Every line of the data is to be reproduced exactly.

Working data Block Start

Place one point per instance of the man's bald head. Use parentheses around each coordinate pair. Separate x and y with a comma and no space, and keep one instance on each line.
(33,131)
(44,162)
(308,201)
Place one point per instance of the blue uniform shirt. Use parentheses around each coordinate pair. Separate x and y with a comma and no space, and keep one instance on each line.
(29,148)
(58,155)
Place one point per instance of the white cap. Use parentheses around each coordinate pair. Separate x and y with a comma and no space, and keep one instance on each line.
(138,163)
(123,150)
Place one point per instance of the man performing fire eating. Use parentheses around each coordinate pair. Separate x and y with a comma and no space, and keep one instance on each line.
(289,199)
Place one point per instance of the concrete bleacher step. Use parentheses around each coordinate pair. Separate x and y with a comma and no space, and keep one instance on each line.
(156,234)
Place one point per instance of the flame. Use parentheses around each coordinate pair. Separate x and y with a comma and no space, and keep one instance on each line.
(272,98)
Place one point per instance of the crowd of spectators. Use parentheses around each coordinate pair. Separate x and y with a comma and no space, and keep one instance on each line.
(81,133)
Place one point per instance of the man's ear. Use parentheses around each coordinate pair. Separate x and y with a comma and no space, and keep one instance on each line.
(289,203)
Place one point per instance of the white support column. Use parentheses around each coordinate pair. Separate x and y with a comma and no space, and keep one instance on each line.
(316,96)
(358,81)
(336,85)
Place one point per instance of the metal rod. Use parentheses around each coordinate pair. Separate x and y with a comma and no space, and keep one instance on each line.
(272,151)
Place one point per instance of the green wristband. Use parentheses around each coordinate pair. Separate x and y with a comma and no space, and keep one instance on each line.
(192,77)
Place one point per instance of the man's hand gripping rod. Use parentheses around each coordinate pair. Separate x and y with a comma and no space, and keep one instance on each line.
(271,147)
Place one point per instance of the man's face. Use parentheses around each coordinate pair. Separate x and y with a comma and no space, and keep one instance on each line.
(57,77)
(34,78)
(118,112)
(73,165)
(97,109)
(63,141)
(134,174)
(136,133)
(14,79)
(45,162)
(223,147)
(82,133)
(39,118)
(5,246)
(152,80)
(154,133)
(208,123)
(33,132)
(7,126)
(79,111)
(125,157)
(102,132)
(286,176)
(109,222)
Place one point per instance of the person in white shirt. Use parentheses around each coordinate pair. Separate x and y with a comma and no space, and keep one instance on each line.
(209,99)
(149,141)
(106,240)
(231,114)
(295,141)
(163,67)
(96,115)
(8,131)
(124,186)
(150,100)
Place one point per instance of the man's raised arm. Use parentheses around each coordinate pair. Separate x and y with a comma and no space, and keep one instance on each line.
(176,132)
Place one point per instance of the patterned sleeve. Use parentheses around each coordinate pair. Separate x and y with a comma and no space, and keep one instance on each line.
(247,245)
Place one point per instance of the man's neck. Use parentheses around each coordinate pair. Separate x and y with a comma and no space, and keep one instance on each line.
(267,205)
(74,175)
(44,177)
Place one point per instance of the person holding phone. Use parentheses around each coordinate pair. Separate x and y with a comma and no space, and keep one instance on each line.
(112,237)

Working data Block End

== Completed task ==
Place one point per instance of the man's bald head. Use parentheses around each coordinate pair. Separate x and y with a comma and no space, and keep one instance on each line.
(33,131)
(44,162)
(308,201)
Place one point per instance of the blue uniform shirt. Use parentheses around each coordinate pair. Separate x and y with a comma and no space, and keep one instance on each line.
(29,148)
(58,155)
Place one point per instance of the white cap. Use parentheses around each coordinate pair. Separate x and y with a comma and no space, and keep one instance on each line.
(138,163)
(123,150)
Place one point per instance of the man performing fire eating. Use parentheses around each coordinate pair. Separate x and y with a comma and no space, and keep one instance on each line.
(289,199)
Place one point per instance of the concrete bleacher step. Use parentheses around each coordinate pair. Separate x and y with a comma and no space, and keep one instance on each line.
(156,234)
Place one point per instance of the flame. Use parentheses around each coordinate pair. Separate x and y with a comma and no space, and keep one instance on each line.
(272,98)
Place one point per instance of the crowd of spectators. Use parentheses around each coordinate pair. Separate x and y with a comma and no space, and keep one instance on each line.
(81,133)
Place one point per instance of the man's ear. Use parentheses around each coordinate pair. Separate x and y with a comma and no space, and keep one instance on each line.
(289,203)
Place one point per instance of the white support column. Use parentheses around each coordinate pair. Separate x and y with a comma and no space, and keep one instance on each line.
(316,96)
(358,81)
(336,85)
Place one point per instance of the metal rod. Use parentheses around each coordinate pair. Separate x and y with a comma and no space, and keep one instance on each line.
(272,151)
Place one point per instance of the green wristband. Use parentheses around each coordinate pair. Separate x and y with a comma and no space, and keep one instance on each line.
(192,77)
Place one point per instance of the man's hand gripping rod. Use parentheses around each coordinate pair. Separate x and y with a comma and no space, and keep one instance on each line.
(271,147)
Place one point per instance of the man's face. Use parentheses around each coordinate pair. Separate x and y with a comma and no space, and keep one instance on each line.
(57,77)
(34,78)
(118,112)
(73,165)
(97,109)
(63,141)
(134,174)
(136,133)
(14,79)
(45,162)
(223,147)
(82,133)
(39,118)
(5,246)
(152,80)
(154,133)
(208,123)
(33,132)
(7,126)
(79,111)
(125,157)
(102,132)
(286,176)
(109,222)
Place one point per instance of the person in white shirt. Use parentheses around each coordinate pair. Separate x and y with a comma and no space, and keep one instance on each line.
(209,99)
(149,141)
(106,240)
(231,114)
(295,141)
(163,67)
(96,115)
(8,131)
(124,186)
(150,100)
Place one point per instance of the man's raised arm. Use parentheses around each coordinate pair. Separate x and y with a comma and no space, and keep one instance on each line.
(176,132)
Place one point per instance of the patterned sleeve. Use parentheses around each coordinate pair. Separate x and y with a comma and no space, and keep one instance on each line.
(247,245)
Place one point per instance of the man's neck. Use parentheses around each coordinate pair. Separate x and y with a comma and no space, and keep one instance on each line.
(267,205)
(74,175)
(44,177)
Place one point per instance of the person holding phone. Use parentheses around each coordinate pair. Separate x and y with a comma and no space, and keep one instance on each line.
(112,237)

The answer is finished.